━━━━━ AUSGANGSTEXT ━━━━━

Hotel- und Gaststättenverband wirbt für freiwillige Aktion Senatsfraktionen SPD und PDS streben ein generelles Verbot an

Vor einer Woche ging er das Wagnis erstmals ein. „Liebe Gäste“, schrieb Tim Coughlin auf ein Plakat am Eingang, „sonntags ist im ,Tim’s‘ künftig Nichtraucher-Tag.“ Würden Raucher nun kampfeslustig mit ihren Kippen vor seinem kanadischen Restaurant am Winterfeldtplatz wedeln und seine Muffins boykottieren? „Im Gegenteil“, sagt der Schöneberger Gastronom, „statt Ärger gab es Zuspruch“. Seine ersten Erfahrungen sind so positiv wie die Bilanz des weitgehend flächendeckenden Qualmverbots in den Kneipen und Gaststätten seiner Heimat Kanada. „No smoking“ gilt dort seit etlichen Jahren. „Nirgendwo brachen die Umsätze ein“, sagt Coughlin. Nun wünscht er sich eine entsprechende Regelung für Berlin - und er soll sie bekommen.

„Wir arbeiten mit Hochdruck am Entwurf des neuen Nichtraucherschutzgesetzes“, erklärt die Berliner Drogenbeauftragte in der Senatsgesundheitsverwaltung, Christine Köhler-Azara. Spätestens im Frühsommer solle das geplante generelle Rauchverbot in Restaurants, Cafés, Bars und Kneipen im Abgeordnetenhaus beraten werden. Schon jetzt zeichnet sich eine Mehrheit im Parlament ab. Und der Hotel- und Gaststättenverband prescht nun vor: Kommende Woche will er Berlins Gastronomen mit einem Aufruf gegen den Dunst mobilisieren. Möglichst viele Wirte sollen ihr Lokal freiwillig zum „rauchfreien Restaurant “ erklären.

Hinter dieser Initiative steht allerdings die Hoffnung, vielleicht doch noch ein Qualmverbot verhindern zu können. Denn die Verbandsspitze setzt weiter „auf Freiwilligkeit statt auf Zwang und Sanktionen durch Nikotin-Politessen“, sagt Vizepräsident Klaus-Dieter Richter. Vor allem aus Furcht vor Umsatzverlusten. Eine breite freiwillige Teilnahme würde die Befürworter von Zwangsmaßnahmen schwächen, meint er.

━━━━━ DATEN ━━━━━

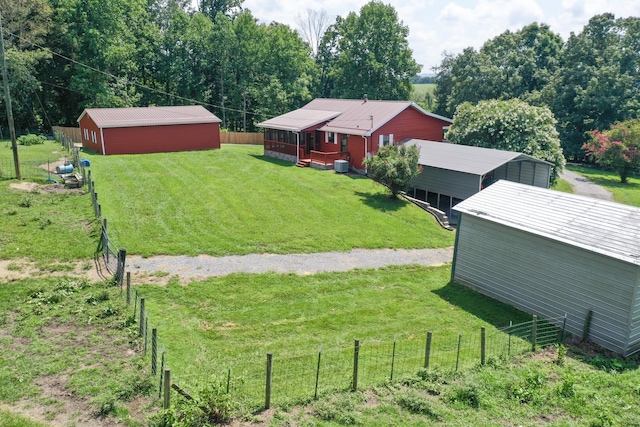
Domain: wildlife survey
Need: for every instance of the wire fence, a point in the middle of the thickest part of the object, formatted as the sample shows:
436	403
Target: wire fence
257	382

━━━━━

** AUFGABE **
Schreiben Sie aus dem Ausgangstext über das geplante Berliner Rauchverbot den Abschnitt von „Hinter dieser Initiative“ bis einschließlich „schwächen, meint er.“ wortgetreu ab.

** LÖSUNG **
Hinter dieser Initiative steht allerdings die Hoffnung, vielleicht doch noch ein Qualmverbot verhindern zu können. Denn die Verbandsspitze setzt weiter „auf Freiwilligkeit statt auf Zwang und Sanktionen durch Nikotin-Politessen“, sagt Vizepräsident Klaus-Dieter Richter. Vor allem aus Furcht vor Umsatzverlusten. Eine breite freiwillige Teilnahme würde die Befürworter von Zwangsmaßnahmen schwächen, meint er.